1937 - 1967
ALBERTINE SARRAZIN : UN DESTIN FULGURANT
Etrange destinée que celle d'Albertine Sarrazin ...
Née en 1937 à Alger d'une jeune espagnole de 15 ans, elle est abandonnée à l'Assistance Publique où
elle reçoit deux prénoms : Albertine Damien. Elle est recueillie en 1939 par un vieux couple et deviendra
Anne Marie R.
Enfant brillante et indisciplinée, elle commence dès 1949 à écrire, dans de nombreux cahiers à spirale,
des "aventures". Violée par un oncle vers l'âge de 10 ans, elle se tait et sa révolte prend un caractère de plus en
plus agressif. Son comportement lui vaut l'internat et des visites chez un psychiatre qui recommande
fortement un éloignement familial, tout en la jugeant parfaitement normale.
Elle fait sa première fugue à 15 ans.
Ses parents adoptifs la font enfermer dans une maison de correction à Marseille où elle est à nouveau
rebaptisée : Anick. Elle s'en évade et se réfugie à Paris, en auto-stop, où elle retrouve une camarade de
l'établissement. Elle a 16 ans, se prostitue occasionnellement et se lance dans les cambriolages. Après un
hold-up raté, elle est arrêtée et condamnée, à 17 ans, à une peine de 7 ans de prison. Incarcérée à la prison de
Fresnes, puis à Doullens, elle apprend la décision de ses parents de révoquer l'adoption plénière, chose
rarissime en France.

- _Données fournies_:
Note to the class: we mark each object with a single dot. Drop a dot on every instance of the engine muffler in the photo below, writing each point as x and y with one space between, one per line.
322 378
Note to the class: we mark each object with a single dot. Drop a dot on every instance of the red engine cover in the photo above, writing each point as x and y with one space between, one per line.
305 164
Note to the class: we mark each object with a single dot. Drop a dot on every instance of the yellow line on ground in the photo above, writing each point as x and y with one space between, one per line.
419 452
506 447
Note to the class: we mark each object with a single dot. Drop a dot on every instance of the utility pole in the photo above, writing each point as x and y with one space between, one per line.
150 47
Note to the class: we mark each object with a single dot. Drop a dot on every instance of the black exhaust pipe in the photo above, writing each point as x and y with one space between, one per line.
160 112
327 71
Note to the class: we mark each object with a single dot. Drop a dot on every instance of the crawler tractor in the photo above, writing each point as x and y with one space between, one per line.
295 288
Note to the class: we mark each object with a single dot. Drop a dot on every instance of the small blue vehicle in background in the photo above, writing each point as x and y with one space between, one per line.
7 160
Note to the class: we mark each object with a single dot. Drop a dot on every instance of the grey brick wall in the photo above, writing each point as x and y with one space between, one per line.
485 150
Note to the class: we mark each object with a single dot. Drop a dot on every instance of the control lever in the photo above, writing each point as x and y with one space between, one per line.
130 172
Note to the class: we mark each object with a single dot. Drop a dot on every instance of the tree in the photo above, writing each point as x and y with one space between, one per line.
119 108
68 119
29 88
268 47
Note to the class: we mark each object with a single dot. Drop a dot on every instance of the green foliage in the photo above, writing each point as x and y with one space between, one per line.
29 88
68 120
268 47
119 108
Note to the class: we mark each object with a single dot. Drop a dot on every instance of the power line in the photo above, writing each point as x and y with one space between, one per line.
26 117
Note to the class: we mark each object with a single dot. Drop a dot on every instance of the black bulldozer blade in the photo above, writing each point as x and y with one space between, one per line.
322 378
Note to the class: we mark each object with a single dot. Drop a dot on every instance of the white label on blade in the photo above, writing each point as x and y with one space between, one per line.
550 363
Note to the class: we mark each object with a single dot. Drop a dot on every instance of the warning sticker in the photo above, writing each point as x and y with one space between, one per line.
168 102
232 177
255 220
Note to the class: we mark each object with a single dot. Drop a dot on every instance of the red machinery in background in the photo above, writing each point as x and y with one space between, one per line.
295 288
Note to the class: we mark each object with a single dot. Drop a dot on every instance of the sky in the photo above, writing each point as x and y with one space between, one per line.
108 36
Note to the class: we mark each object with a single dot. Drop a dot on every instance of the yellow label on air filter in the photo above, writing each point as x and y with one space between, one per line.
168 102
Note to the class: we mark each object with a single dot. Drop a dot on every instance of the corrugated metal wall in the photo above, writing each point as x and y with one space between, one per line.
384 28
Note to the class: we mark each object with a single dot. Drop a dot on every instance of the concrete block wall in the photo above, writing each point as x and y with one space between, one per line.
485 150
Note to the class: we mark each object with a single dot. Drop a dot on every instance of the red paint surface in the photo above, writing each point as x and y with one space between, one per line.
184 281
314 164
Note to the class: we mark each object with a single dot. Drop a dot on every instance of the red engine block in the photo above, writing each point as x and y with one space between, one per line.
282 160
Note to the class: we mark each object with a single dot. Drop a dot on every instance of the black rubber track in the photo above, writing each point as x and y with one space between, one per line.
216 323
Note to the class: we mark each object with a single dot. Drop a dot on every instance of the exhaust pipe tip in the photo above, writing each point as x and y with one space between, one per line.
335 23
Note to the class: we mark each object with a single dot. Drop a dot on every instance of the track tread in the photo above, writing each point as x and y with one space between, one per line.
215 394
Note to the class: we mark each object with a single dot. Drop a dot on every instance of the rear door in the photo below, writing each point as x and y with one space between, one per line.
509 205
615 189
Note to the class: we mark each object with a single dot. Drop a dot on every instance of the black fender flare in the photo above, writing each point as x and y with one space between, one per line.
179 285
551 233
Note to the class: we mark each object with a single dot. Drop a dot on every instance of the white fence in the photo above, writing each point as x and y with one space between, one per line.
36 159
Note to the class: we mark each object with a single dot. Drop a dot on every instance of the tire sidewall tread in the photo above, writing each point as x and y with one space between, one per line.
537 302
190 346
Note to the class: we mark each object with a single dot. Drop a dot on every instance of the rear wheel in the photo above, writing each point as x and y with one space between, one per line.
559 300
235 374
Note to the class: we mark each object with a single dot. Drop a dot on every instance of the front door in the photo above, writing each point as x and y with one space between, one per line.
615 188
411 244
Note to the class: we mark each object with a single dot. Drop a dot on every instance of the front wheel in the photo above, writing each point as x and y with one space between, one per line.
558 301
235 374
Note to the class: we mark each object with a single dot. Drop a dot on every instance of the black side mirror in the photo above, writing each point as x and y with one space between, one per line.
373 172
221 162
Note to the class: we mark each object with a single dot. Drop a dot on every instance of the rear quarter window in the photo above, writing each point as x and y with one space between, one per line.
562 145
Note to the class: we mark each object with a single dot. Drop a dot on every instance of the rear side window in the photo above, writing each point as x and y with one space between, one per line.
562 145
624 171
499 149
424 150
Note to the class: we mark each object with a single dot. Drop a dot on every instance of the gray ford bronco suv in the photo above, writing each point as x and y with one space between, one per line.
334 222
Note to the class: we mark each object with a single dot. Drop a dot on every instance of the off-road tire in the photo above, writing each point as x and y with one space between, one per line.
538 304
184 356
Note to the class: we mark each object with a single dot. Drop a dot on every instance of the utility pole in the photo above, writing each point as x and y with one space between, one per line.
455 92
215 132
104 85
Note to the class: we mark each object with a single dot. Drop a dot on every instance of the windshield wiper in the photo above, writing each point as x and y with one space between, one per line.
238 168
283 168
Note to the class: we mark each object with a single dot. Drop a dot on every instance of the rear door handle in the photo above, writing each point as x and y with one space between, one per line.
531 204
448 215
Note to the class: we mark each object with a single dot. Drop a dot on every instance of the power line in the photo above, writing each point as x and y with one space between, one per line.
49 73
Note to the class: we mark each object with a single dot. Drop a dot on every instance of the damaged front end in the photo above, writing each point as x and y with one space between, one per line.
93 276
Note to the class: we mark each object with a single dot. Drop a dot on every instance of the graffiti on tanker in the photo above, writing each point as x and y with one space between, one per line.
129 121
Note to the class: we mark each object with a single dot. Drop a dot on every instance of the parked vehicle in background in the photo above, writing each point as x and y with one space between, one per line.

- _Consigne_: D'après le texte sur Albertine Sarrazin, à quelle peine est-elle condamnée à 17 ans après son hold-up raté ?

- _Réponse attendue_: À une peine de 7 ans de prison.